## START

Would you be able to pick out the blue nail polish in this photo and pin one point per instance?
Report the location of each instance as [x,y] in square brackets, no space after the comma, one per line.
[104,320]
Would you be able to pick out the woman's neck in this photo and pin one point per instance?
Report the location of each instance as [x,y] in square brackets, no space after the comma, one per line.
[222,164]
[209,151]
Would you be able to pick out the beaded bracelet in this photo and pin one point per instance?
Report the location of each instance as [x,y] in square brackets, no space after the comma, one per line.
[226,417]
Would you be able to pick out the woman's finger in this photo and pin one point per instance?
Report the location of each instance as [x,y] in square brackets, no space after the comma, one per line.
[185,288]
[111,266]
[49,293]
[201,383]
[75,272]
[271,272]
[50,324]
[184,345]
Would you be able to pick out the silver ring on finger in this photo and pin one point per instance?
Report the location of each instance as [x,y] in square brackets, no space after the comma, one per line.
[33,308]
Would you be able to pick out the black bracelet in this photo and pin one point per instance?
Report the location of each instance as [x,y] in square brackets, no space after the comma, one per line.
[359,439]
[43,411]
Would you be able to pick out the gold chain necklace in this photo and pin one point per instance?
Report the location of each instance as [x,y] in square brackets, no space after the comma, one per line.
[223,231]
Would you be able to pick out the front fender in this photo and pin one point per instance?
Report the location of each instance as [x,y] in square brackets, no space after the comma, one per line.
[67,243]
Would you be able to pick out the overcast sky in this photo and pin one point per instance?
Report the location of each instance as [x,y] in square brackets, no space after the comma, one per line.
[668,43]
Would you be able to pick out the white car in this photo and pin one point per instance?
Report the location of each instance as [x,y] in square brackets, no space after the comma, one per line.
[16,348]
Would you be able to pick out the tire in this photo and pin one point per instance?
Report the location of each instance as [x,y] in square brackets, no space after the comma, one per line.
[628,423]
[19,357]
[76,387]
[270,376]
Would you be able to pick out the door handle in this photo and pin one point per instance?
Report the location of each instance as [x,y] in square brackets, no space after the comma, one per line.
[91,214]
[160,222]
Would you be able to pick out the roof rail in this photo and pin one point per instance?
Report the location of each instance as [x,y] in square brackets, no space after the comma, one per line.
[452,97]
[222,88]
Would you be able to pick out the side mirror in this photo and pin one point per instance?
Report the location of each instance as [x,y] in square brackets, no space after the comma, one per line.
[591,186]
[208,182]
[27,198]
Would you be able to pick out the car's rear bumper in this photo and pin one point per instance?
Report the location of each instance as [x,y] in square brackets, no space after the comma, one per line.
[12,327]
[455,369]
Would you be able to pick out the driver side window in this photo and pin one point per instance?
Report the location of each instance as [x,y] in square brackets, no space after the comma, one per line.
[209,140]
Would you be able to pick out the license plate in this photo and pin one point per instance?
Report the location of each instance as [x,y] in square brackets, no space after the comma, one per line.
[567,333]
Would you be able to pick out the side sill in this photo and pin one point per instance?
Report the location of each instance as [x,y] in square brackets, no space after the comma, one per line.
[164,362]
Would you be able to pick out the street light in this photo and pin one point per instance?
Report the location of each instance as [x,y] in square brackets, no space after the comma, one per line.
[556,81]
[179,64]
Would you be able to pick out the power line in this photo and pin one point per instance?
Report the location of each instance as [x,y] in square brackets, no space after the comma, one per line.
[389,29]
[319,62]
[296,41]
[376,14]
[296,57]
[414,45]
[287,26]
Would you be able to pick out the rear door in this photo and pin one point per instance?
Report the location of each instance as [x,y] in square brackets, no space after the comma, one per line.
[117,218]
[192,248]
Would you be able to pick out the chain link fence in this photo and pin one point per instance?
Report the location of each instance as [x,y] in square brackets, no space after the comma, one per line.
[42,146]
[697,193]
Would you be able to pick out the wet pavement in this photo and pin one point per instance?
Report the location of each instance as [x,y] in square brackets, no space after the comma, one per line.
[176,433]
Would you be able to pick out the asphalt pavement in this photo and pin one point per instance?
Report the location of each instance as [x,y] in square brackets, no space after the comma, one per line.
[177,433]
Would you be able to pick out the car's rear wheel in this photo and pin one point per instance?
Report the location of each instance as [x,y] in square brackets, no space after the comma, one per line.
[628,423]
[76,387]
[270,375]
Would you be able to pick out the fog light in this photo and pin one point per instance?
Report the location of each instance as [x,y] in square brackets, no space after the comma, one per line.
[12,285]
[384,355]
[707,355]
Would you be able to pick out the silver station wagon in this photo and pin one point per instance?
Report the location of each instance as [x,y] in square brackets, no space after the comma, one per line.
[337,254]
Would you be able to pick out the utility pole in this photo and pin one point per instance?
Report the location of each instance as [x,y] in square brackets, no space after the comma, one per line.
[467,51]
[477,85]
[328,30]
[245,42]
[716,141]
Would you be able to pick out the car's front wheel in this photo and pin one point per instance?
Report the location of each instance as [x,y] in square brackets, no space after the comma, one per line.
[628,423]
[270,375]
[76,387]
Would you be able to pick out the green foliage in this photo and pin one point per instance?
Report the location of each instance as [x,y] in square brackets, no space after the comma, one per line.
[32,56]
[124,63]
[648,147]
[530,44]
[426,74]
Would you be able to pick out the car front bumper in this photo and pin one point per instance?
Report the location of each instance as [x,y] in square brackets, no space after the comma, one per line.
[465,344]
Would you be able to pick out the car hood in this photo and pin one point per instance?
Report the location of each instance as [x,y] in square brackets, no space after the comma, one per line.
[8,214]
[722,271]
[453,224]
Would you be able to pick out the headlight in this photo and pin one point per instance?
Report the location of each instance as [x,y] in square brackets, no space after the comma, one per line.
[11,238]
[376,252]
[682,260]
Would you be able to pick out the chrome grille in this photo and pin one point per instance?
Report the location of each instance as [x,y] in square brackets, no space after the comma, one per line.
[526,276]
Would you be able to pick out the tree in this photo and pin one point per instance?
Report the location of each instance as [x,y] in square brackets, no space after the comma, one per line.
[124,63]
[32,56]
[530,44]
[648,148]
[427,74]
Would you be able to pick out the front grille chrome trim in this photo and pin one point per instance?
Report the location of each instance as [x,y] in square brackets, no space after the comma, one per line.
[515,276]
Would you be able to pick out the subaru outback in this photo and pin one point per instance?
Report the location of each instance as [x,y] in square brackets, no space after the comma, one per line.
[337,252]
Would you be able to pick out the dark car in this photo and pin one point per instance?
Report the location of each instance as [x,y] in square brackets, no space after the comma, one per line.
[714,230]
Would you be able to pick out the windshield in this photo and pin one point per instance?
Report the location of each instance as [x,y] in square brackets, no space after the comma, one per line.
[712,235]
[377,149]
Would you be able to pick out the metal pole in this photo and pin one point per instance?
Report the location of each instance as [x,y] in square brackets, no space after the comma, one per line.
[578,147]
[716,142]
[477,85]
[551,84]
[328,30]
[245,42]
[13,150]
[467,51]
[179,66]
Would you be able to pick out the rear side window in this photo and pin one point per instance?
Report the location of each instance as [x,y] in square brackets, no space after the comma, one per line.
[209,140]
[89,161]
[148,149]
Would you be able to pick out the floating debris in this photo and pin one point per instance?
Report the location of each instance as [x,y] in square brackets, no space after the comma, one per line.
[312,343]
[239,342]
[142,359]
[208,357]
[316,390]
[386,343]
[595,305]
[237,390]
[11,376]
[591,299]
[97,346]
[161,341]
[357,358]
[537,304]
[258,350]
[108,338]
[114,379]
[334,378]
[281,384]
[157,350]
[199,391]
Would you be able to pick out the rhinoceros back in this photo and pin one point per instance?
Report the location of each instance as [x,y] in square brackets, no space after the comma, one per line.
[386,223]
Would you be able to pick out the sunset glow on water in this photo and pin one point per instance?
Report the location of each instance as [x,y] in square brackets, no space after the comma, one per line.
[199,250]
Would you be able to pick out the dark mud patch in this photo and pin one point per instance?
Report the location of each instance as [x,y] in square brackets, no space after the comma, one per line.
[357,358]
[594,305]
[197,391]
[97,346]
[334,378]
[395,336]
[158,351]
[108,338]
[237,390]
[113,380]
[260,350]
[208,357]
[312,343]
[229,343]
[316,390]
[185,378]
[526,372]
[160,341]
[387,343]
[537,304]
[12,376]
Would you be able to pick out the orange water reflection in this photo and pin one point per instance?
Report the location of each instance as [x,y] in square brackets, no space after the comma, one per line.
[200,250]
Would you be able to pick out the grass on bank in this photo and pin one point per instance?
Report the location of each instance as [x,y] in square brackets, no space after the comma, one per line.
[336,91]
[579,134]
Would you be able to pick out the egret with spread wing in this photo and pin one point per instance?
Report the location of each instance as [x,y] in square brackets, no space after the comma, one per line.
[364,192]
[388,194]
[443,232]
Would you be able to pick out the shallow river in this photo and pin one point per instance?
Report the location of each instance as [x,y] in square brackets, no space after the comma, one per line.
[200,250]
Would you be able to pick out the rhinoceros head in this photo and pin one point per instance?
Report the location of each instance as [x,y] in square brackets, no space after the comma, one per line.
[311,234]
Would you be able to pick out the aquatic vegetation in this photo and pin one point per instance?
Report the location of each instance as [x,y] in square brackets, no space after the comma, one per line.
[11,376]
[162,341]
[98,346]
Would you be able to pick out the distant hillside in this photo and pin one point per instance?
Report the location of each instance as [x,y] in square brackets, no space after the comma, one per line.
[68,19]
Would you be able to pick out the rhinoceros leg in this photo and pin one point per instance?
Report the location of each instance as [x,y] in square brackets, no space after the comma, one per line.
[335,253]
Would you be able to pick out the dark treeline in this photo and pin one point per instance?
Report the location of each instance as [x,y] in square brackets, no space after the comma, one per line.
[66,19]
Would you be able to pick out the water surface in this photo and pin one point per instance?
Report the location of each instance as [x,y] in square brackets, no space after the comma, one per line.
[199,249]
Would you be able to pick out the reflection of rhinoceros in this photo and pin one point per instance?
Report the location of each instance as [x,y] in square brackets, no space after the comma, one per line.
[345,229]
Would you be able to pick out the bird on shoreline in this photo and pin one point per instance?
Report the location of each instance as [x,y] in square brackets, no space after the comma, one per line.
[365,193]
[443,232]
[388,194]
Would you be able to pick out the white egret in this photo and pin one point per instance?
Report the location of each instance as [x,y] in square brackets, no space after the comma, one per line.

## END

* [Your instructions]: Everything from the line that contains "Would you be able to pick out the dark treeline" through the end of the records must be duplicated exactly, and nothing outside that range.

* [Finished answer]:
Would you be able to pick out the dark treeline in this photo and pin one point per instance?
Report the location of each instance as [x,y] in square brackets, no space after the comma, one per line.
[66,19]
Would you be able to pick out the water surface in this photo and pin one point per instance?
Report the location of each instance as [x,y] in square brackets, no space after the comma, one per line.
[199,249]
Would you be able to pick out the reflection of rhinoceros in this photo and pin one point per instance?
Report the location of each instance as [x,y] in square brackets, no space after the comma, one per line.
[345,229]
Would you be able to pick out the bird on shoreline in this photo and pin one point per instance?
Report the location of each instance as [x,y] in square brackets, no space after the comma, one per line.
[365,193]
[443,232]
[388,194]
Would you be able to pick out the white egret in this photo and pin one point per instance?
Report the location of each instance as [x,y] in square brackets, no space after the comma, one per line.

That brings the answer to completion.